▶ **Instruction**
Exact reproduction is required for all entries.

▶ **Location identification items**
──────
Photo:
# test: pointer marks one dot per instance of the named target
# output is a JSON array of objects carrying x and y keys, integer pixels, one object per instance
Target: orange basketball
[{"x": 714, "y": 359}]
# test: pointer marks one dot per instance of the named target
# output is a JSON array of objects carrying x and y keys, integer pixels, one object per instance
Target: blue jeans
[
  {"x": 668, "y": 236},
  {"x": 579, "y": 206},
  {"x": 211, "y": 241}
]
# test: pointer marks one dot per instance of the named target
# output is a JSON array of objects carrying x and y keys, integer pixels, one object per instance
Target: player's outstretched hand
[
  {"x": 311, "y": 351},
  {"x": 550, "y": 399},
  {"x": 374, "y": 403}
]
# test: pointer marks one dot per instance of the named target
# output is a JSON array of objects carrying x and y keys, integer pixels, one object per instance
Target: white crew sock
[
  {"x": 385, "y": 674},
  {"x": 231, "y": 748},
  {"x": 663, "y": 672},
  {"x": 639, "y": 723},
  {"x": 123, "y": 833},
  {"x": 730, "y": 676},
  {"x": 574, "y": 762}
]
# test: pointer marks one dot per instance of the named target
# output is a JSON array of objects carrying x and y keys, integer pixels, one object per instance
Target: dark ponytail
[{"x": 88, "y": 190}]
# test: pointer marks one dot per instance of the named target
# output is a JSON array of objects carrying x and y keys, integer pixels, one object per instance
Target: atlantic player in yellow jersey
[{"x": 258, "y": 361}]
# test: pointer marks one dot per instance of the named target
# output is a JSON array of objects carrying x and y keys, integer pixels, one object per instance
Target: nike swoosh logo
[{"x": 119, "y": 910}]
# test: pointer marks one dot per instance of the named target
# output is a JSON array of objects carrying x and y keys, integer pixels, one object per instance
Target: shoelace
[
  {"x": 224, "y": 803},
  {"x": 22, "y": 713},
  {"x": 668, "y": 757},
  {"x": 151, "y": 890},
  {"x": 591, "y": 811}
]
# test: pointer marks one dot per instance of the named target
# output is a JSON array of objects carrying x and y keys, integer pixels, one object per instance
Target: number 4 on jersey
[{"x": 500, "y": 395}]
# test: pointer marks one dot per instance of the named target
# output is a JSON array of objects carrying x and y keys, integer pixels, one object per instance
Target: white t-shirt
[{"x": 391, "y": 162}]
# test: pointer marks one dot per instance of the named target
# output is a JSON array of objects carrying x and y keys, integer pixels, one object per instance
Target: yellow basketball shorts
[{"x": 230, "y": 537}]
──────
▶ **Result below**
Photo:
# test: pointer marks one dot per instance of the named target
# output is a JSON array of objects carrying x and y keys, integer pixels, one object per instance
Target: orange basketball
[{"x": 714, "y": 359}]
# test: pointer marks one dot per instance of the named target
# output is a JSON array of objects carrying x and y keys, integer pixels, one object per instance
Target: blue jeans
[
  {"x": 668, "y": 236},
  {"x": 579, "y": 206},
  {"x": 211, "y": 241}
]
# test: pointer marks one dot per instance of the named target
# output is a JSON array of objects carrying x and y keys, integer pixels, one object per instance
Target: player's outstretched hand
[
  {"x": 311, "y": 351},
  {"x": 550, "y": 399},
  {"x": 374, "y": 403}
]
# test: pointer marks one dot per instance of the named target
# output is a JSON array of objects carrying x and y keys, integer pixels, one object per instance
Target: white crew sock
[
  {"x": 385, "y": 674},
  {"x": 231, "y": 748},
  {"x": 663, "y": 672},
  {"x": 639, "y": 723},
  {"x": 123, "y": 833},
  {"x": 730, "y": 676},
  {"x": 574, "y": 762}
]
# test: pointer marks one dot per instance of the named target
# output is a JSON array of objects carrying x and y keys, integer pixels, one object per instance
Target: dark ponytail
[{"x": 88, "y": 190}]
# test: pointer marks one dot per instance of the named target
# output is a JSON array of objects carrying x and y keys, integer pixels, one object per instance
Target: atlantic player in yellow jersey
[{"x": 258, "y": 361}]
# test: pointer marks one dot per instance of the named target
# output is a JSON array of objects carrying x and y keys, integer pixels, one object per instance
Target: nike swoosh logo
[{"x": 119, "y": 910}]
# test: pointer marks one dot per instance of the named target
# output is a JSON array of objects carrying x and y keys, integer pixels, one object per instance
Target: shoelace
[
  {"x": 224, "y": 803},
  {"x": 22, "y": 713},
  {"x": 668, "y": 757},
  {"x": 151, "y": 890},
  {"x": 591, "y": 811}
]
# test: pointer marks one dot per instance of the named target
# output is a JSON array of objects carrying x and y keys, integer pixels, one object per instance
Target: number 4 on jersey
[{"x": 500, "y": 395}]
# test: pointer marks one dot per instance of the named target
# output is a JSON array of objects carrying x and y keys, integer pixels, one object per instance
Target: white t-shirt
[{"x": 391, "y": 162}]
# test: pointer marks one dot per instance of the named target
# output is a JSON array of objects carrying x and y keys, integer pixels, one object per instance
Target: yellow basketball shorts
[{"x": 230, "y": 537}]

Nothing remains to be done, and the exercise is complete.